> PASSAGE
Political economy most commonly refers to interdisciplinary studies drawing upon economics, sociology and political science in explaining how political institutions, the political environment, and the economic system – capitalist, socialist, communist, or mixed – influence each other. The Journal of Economic Literature classification codes associate political economy with three sub-areas: (1) the role of government and/or class and power relationships in resource allocation for each type of economic system; (2) international political economy, which studies the economic impacts of international relations; and (3) economic models of political or exploitative class processes. Within political science, a general distinction is made between international political economy typically examined by scholars of international relations and comparative political economy, which scholars of comparative politics primarily study.

Social choice theory studies how utilities of individuals combine across society, also called the social welfare function, depending on political structure. Public choice theory is a microfoundations theory closely intertwined with political economy.

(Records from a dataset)
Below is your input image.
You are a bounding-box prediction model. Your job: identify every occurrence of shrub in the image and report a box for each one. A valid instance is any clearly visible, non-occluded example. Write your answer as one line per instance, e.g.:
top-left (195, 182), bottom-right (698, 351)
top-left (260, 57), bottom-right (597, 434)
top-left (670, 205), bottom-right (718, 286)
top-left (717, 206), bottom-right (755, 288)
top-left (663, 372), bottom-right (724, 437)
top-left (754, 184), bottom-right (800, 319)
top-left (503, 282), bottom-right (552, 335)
...
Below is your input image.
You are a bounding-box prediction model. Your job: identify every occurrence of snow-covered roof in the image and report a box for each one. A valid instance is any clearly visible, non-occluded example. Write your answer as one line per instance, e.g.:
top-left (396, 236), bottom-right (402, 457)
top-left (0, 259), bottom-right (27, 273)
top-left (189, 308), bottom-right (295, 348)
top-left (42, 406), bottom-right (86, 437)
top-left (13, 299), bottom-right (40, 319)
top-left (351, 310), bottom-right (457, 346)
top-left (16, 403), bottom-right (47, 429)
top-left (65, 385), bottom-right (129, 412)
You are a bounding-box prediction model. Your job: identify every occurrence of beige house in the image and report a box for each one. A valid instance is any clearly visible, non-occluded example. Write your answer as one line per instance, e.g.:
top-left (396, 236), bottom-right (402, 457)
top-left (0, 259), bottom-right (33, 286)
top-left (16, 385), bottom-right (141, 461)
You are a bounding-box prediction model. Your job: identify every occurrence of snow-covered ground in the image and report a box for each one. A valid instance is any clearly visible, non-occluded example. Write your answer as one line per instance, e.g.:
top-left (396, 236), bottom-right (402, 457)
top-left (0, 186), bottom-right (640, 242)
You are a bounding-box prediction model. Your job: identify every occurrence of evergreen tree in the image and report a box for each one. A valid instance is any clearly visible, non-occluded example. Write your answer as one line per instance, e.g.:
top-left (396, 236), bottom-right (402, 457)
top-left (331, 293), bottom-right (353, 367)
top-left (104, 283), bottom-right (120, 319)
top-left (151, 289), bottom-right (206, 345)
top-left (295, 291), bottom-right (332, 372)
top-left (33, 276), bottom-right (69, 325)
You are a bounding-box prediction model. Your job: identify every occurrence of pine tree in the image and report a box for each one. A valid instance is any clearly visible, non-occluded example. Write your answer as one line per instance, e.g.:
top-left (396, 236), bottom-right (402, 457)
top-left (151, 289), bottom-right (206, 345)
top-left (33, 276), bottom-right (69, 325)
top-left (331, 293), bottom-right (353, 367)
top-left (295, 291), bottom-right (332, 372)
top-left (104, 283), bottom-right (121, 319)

> SET OF TASKS
(A) Transcribe the part of the political economy passage that begins with the words "Social choice theory" and ends with "with political economy.".
(B) List every type of economic system named in the political economy passage.

> RESPONSES BY ITEM NUMBER
(A)
Social choice theory studies how utilities of individuals combine across society, also called the social welfare function, depending on political structure. Public choice theory is a microfoundations theory closely intertwined with political economy.

(B) Capitalist, socialist, communist, and mixed.